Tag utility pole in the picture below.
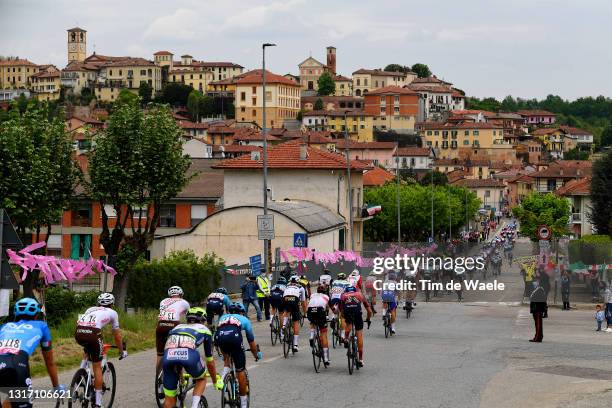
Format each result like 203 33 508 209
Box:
261 43 276 275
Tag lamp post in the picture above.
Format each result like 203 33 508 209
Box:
261 43 276 275
344 111 355 251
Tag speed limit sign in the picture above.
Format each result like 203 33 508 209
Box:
538 225 552 240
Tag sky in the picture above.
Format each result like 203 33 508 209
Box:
0 0 612 99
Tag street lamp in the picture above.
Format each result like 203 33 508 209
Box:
261 43 276 275
344 110 355 251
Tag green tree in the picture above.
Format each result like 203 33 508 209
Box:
513 193 570 242
138 81 153 105
88 101 190 307
314 98 323 110
589 151 612 235
0 102 80 296
317 72 336 96
410 63 431 78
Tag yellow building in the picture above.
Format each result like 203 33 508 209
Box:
327 110 374 142
30 65 61 101
67 27 87 63
420 122 510 159
234 69 300 128
0 58 39 89
95 57 162 102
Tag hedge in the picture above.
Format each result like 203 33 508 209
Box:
128 251 224 308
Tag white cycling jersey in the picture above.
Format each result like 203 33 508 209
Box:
308 293 329 309
77 306 119 330
158 298 190 322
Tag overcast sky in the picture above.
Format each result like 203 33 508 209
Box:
0 0 612 99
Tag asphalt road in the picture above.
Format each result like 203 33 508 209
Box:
35 239 612 408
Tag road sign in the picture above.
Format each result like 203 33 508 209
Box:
257 214 274 240
249 254 261 276
538 225 552 240
293 232 308 248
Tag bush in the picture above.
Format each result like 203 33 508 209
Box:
128 251 223 308
45 286 99 326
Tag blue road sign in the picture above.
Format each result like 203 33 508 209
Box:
293 232 308 248
249 254 261 276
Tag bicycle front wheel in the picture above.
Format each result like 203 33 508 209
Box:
102 363 117 408
68 368 93 408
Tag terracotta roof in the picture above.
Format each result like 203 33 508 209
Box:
236 69 300 87
555 177 591 196
395 147 431 157
363 167 395 187
453 179 505 188
516 109 556 116
364 85 417 98
214 140 367 170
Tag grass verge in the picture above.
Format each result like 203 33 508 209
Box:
30 310 159 377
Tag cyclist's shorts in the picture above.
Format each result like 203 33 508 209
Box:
306 307 327 330
0 351 32 408
74 326 104 363
270 297 284 313
344 311 363 331
155 320 179 356
215 325 246 372
283 296 301 322
206 300 223 326
162 348 206 397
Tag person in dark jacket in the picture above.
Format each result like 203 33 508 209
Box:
529 280 548 343
561 272 570 310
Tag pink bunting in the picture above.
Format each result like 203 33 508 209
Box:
6 241 117 285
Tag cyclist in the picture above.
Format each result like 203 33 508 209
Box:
340 286 372 367
381 277 397 334
329 272 349 341
0 298 64 408
162 307 223 408
307 285 329 367
74 293 127 408
215 302 263 408
155 286 189 376
270 276 287 326
281 275 308 353
206 288 231 327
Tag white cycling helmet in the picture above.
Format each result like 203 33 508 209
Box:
98 292 115 306
168 286 183 296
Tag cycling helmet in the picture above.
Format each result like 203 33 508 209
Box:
227 302 246 314
15 298 40 316
168 286 183 297
98 292 115 306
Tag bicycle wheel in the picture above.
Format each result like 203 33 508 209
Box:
102 363 117 408
155 370 166 408
68 368 88 408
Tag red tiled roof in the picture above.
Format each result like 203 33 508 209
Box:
363 167 395 187
214 140 367 170
364 85 417 98
236 69 300 87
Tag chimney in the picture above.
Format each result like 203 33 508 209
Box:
300 144 308 160
327 45 336 75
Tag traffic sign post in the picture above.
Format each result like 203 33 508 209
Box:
257 214 274 240
293 232 308 248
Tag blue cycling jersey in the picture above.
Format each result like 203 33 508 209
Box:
217 314 255 343
0 320 51 356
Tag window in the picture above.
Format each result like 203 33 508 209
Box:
159 204 176 228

--

Give the data from the line with "Tag sky in the picture above." to the line with "344 110 355 251", both included, as a two-column CSV headed instruction and result. Each row pairs one instruction's text with its answer, both fields quoted and any line breaks turned into spaces.

instruction,result
"Tag sky in the picture above. Format each result like 203 33 508 209 Box:","0 0 612 99"
"Tag street lamp in the picture above. Format each result like 203 33 508 209 Box:","261 43 276 275 344 110 355 251"